[Entries pointing to named objects]

####################

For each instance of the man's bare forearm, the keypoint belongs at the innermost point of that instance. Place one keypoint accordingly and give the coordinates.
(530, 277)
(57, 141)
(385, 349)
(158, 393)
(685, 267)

####################

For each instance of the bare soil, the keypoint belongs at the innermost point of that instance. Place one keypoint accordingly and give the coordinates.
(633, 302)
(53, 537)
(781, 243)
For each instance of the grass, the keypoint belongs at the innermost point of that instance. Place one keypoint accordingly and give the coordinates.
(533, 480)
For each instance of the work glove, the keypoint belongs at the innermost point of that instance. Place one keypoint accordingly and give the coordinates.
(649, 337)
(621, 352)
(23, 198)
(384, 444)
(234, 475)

####################

(Work to do)
Gather every line in the records above that contains the word "bare". Case counts.

(Output below)
For each instance of the man's bare forearm, the keypoint belongs at the innermost point of that instance. Place one keypoint accordingly and give the coordinates.
For each instance of the bare soil, the keypoint belongs at the innermost point of that instance. Place one keypoint accordingly and give the coordinates.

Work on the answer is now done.